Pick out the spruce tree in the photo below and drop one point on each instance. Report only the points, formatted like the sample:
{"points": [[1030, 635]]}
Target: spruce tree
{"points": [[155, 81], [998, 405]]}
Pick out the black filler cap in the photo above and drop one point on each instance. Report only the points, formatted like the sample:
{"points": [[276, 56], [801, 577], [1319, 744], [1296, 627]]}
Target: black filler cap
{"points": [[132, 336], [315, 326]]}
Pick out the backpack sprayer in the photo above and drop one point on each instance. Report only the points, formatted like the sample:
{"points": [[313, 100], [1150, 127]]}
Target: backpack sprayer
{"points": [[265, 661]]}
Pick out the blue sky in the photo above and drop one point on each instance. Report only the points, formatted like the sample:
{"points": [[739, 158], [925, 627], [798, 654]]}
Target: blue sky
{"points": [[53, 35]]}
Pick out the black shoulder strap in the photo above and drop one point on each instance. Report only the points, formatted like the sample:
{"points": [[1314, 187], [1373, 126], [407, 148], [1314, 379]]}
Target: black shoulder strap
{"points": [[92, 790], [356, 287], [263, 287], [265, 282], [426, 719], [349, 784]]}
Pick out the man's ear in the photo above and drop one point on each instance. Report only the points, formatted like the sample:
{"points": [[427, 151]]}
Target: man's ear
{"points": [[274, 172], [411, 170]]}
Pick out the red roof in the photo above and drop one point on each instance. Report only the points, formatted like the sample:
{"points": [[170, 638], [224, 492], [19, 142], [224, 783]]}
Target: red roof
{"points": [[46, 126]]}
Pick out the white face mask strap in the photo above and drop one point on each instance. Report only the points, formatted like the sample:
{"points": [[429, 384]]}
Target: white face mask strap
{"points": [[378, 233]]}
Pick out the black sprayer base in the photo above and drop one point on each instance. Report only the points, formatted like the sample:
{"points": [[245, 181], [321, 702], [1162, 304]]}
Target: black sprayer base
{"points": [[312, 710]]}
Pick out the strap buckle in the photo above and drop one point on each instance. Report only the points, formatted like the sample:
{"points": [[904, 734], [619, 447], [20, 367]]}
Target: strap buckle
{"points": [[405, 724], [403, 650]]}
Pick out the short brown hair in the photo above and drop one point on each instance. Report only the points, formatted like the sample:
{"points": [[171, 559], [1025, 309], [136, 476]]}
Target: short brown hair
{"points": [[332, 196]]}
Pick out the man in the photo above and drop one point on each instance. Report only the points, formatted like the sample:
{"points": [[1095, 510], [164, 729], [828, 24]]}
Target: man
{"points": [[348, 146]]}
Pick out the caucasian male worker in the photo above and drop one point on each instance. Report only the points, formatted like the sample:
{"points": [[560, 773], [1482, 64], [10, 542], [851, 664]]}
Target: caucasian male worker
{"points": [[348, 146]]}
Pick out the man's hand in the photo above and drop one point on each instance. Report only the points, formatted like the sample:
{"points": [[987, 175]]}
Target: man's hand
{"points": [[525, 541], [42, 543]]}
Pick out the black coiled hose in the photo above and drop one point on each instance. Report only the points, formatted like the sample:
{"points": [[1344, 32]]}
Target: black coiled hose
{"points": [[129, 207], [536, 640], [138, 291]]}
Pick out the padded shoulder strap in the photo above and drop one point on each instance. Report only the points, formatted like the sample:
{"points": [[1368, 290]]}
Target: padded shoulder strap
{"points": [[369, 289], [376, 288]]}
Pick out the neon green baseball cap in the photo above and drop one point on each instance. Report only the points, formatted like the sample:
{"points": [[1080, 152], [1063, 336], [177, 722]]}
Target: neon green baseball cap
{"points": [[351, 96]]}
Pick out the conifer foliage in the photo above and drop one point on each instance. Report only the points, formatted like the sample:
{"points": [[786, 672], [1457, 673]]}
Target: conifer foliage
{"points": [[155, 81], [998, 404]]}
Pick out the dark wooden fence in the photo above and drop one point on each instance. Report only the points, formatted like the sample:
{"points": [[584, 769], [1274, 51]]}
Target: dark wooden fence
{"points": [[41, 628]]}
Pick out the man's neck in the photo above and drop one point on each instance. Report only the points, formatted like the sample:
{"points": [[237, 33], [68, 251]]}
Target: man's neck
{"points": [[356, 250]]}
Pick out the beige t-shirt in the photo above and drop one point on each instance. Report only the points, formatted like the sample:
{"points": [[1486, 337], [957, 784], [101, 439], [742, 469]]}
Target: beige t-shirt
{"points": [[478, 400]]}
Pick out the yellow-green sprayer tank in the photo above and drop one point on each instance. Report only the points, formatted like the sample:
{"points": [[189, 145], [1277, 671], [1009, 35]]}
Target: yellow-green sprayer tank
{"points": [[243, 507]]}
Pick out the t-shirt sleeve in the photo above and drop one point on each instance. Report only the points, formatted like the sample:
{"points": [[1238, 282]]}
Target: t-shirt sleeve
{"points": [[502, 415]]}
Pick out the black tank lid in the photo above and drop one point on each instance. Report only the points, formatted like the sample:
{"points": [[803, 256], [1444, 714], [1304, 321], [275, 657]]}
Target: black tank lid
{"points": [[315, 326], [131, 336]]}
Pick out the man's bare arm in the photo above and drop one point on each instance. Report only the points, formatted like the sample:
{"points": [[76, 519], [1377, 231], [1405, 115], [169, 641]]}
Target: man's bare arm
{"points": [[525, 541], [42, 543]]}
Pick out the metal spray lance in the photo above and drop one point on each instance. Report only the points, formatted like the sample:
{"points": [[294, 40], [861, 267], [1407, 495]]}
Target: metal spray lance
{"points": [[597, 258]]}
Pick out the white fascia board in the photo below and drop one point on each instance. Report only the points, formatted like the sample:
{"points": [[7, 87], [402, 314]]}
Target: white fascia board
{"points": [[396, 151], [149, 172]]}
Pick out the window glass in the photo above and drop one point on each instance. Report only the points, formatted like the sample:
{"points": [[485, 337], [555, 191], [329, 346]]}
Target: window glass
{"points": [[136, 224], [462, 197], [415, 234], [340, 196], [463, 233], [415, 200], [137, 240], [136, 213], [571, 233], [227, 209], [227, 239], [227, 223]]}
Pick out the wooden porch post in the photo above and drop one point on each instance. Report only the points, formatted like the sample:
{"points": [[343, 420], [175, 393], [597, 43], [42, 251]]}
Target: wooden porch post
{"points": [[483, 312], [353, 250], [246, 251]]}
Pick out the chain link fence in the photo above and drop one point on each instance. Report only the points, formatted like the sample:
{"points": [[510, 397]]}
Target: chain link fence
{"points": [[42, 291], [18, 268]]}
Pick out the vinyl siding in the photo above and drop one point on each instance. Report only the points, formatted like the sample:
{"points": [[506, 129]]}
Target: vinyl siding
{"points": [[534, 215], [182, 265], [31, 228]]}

----

Copy out every row above word for word, keeping all lines in their original order.

Pick out the spruce tree in the photo below and drop one point on each instance. Report only the points, formatted like the sample:
{"points": [[1030, 635]]}
Target: spruce tree
{"points": [[155, 81], [998, 405]]}
Pick out the black filler cap in the photo above and drop one point on each instance. Report only the points, formatted like the sample:
{"points": [[276, 56], [801, 577], [1319, 744], [1296, 627]]}
Target: black filler cap
{"points": [[132, 336], [315, 326]]}
Pick out the backpack sprayer in the photo above and drop one point on each instance. Report only the points, formatted like the sample:
{"points": [[313, 100], [1150, 127]]}
Target: backpack sprayer
{"points": [[265, 661]]}
Pick out the blue sky in the photo above and drop one point on each instance. Report only the points, formatted like the sample:
{"points": [[739, 158], [925, 627], [798, 654]]}
Target: blue sky
{"points": [[53, 35]]}
Pick out the black shoulder strap in the photo above and drop one point on each instance. Report only the points, formatted like the sample:
{"points": [[1314, 187], [1373, 126], [407, 148], [1314, 379]]}
Target: black shoulder strap
{"points": [[92, 790], [356, 287], [263, 287], [265, 282], [426, 719], [349, 784]]}
Pick out the man's ear in the photo above and drop one point on each instance. Report only the points, formatted like the sample:
{"points": [[427, 151]]}
Target: man's ear
{"points": [[274, 172], [411, 170]]}
Pick out the red roof in the photo above and drop one point on each instance. Report only the points, formatted like the sample:
{"points": [[170, 638], [224, 492], [19, 142], [224, 783]]}
Target: red roof
{"points": [[46, 126]]}
Pick out the white face mask strap in the photo above and drop one point on each instance. Report only the points, formatted like the sample:
{"points": [[429, 384]]}
Target: white face mask strap
{"points": [[378, 233]]}
Pick out the black sprayer base in the photo above and drop one point on each instance. Report only the points, formatted like the sample:
{"points": [[245, 181], [321, 702], [1162, 304]]}
Target: black sprayer base
{"points": [[312, 710]]}
Pick out the strap buckle in the photo above and drop one point on each instance. Report only the points, formatted like the sample:
{"points": [[904, 734], [619, 447], [20, 367]]}
Target: strap buckle
{"points": [[405, 724], [403, 650]]}
Pick out the short brown hair in the photo above and drop one point on each instance. Report only the points, formatted like the sample:
{"points": [[171, 559], [1025, 309], [136, 476]]}
Target: short brown hair
{"points": [[332, 196]]}
Pick out the man in the photo above and drop one point on each instance. Report only the points, formatted like the sample:
{"points": [[1095, 510], [164, 729], [828, 24]]}
Target: man
{"points": [[348, 146]]}
Pick out the caucasian male worker in the photo above and drop one point on each instance. Report only the points, formatted like the sample:
{"points": [[560, 773], [1482, 64], [10, 542], [851, 664]]}
Target: caucasian male worker
{"points": [[348, 146]]}
Pick out the man's hand in the photo above and drop one point on each instance. Report only the points, formatted like the sample:
{"points": [[987, 175]]}
Target: man's hand
{"points": [[525, 541], [42, 543]]}
Pick out the black coiled hose in the photo above and drop one point on each instance. Report only the points, formatted like the sample:
{"points": [[1344, 32]]}
Target: black coiled hose
{"points": [[129, 207], [536, 640], [138, 291]]}
Pick out the padded shoulder strap in the photo above and drop one point on each instance. Report only the points, formatted like the sample:
{"points": [[1368, 290]]}
Target: padded shoulder strap
{"points": [[369, 289], [376, 288]]}
Pick out the neon green baseball cap in the photo above and drop one point on each instance. Report only the points, formatted like the sample:
{"points": [[1080, 152], [1063, 336], [177, 722]]}
Target: neon green baseball cap
{"points": [[351, 96]]}
Pick out the conifer foliage in the photo above and drop one point on each instance. Report only the points, formatted like the sample:
{"points": [[786, 672], [1457, 673]]}
Target: conifer foliage
{"points": [[155, 81], [998, 404]]}
Pick out the dark wooden fence in the photo above and drop one point on each instance. Report only the points, formatted like the sample:
{"points": [[584, 769], [1274, 51]]}
Target: dark wooden fence
{"points": [[41, 628]]}
Pick out the man's neck in the photo above and drop one point on each instance. Report only the points, formatted like the sample:
{"points": [[237, 33], [68, 251]]}
Target: man's neck
{"points": [[356, 250]]}
Pick out the beige t-shirt in the photo above and drop one point on each instance. Report only the points, formatted like the sample:
{"points": [[1486, 337], [957, 784], [101, 439], [742, 469]]}
Target: beige t-shirt
{"points": [[478, 400]]}
Pick out the yellow-green sprayer tank in the photo above and drop one point on each instance. Report only the points, formatted like the sample:
{"points": [[189, 145], [1277, 671], [1009, 35]]}
Target: yellow-green sprayer tank
{"points": [[243, 507]]}
Pick out the t-shirt sleeve in the photo above and drop one point on each instance. Report only the points, formatted like the sample:
{"points": [[1238, 282]]}
Target: t-shirt sleeve
{"points": [[502, 415]]}
Pick out the black tank lid in the photo above and drop one point on each instance. Report only the points, formatted like the sample:
{"points": [[803, 256], [1444, 714], [1304, 321], [275, 657]]}
Target: black tank lid
{"points": [[315, 326], [131, 336]]}
Pick out the man's bare arm in the photo above and drop one point on each instance. Report only the points, formatted like the sample:
{"points": [[76, 519], [1377, 231], [1405, 115], [169, 641]]}
Target: man's bare arm
{"points": [[525, 541], [42, 543]]}
Pick out the metal spray lance in the photo above and drop one point on each instance. Report only the points, formatted like the sample:
{"points": [[294, 40], [861, 267], [1407, 495]]}
Target: metal spray lance
{"points": [[597, 258]]}
Pick out the white fascia board in the photo below and drop one point on each instance. Report only the points, formatted like the sample:
{"points": [[7, 87], [402, 314]]}
Target: white fascia board
{"points": [[396, 151], [149, 172]]}
Pick out the window glass in the photo above and drop one point on each instance. Report only the points, formatted like the sample:
{"points": [[485, 337], [555, 191], [329, 346]]}
Target: window glass
{"points": [[136, 224], [462, 197], [415, 234], [340, 196], [463, 233], [415, 200], [137, 240], [136, 213], [571, 233], [227, 209], [227, 239], [227, 223]]}
Pick out the wooden porch post in the photo above and drop one point on each instance. Report only the points, formatted like the sample:
{"points": [[343, 420], [175, 393], [597, 43], [42, 251]]}
Target: wooden porch post
{"points": [[483, 312], [353, 250], [246, 251]]}
Pick out the chain link fence in the photo above and drop one point on each instance. Report only the points, formatted like the sample:
{"points": [[510, 397]]}
Target: chain link fence
{"points": [[42, 291], [18, 268]]}
Pick out the vinyl siding in the photo above and drop one point on each instance. Report only the points, formatted like the sample:
{"points": [[506, 129]]}
Target: vinyl siding
{"points": [[534, 215], [182, 265], [31, 228]]}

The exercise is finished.